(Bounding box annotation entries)
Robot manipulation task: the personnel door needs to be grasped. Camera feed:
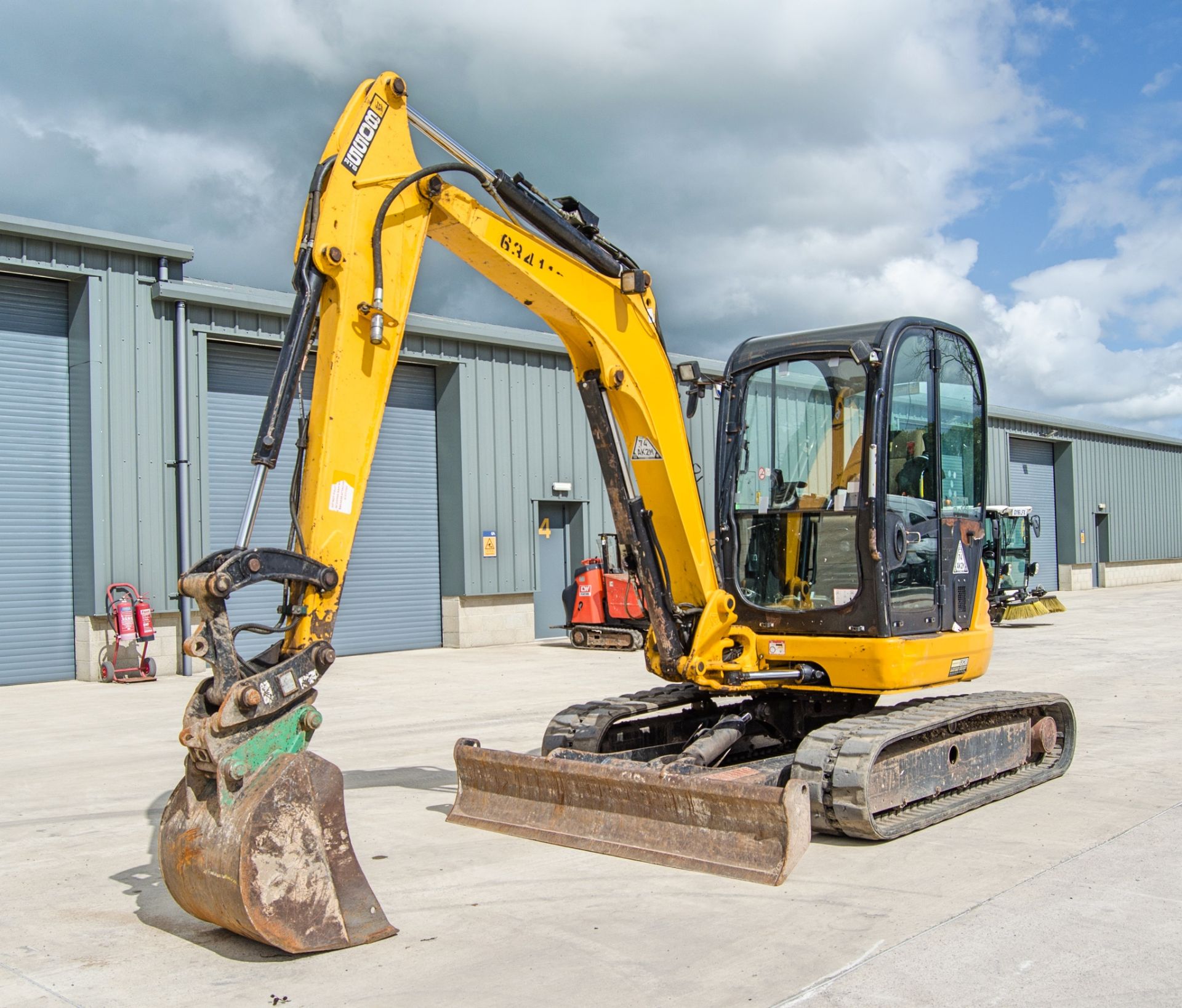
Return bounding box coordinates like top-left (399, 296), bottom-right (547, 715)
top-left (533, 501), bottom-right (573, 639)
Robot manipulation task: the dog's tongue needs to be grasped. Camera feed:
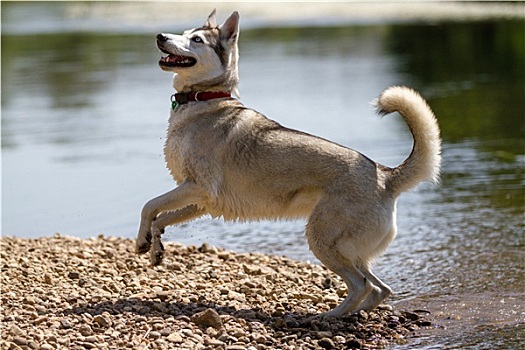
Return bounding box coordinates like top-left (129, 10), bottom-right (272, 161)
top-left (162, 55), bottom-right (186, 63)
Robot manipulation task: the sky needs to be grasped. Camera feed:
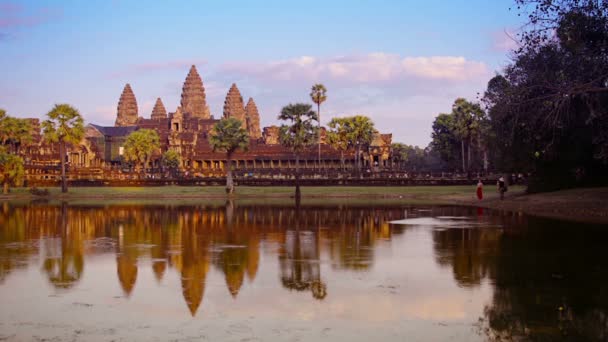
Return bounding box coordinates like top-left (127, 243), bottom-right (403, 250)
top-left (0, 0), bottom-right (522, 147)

> _INSTRUCTIONS FOR THE TASK_
Update the data above by replacing "Camera feed" with "Camera view" and keeping everything else the same. Leave the pictures out of your answer.

> _RESULT FOR THIS TASK_
Robot manipulation task: the personnel door needs to be grasped. Camera view:
Return bounding box coordinates like top-left (399, 296), bottom-right (547, 715)
top-left (533, 501), bottom-right (573, 639)
Robot manipulation task: the dog's tongue needs to be grasped. Camera view:
Return bounding box coordinates like top-left (129, 10), bottom-right (272, 161)
top-left (162, 55), bottom-right (186, 63)
Robot manipulation task: the sky needs to be grasped. Camera view:
Return bounding box coordinates like top-left (127, 243), bottom-right (403, 250)
top-left (0, 0), bottom-right (522, 147)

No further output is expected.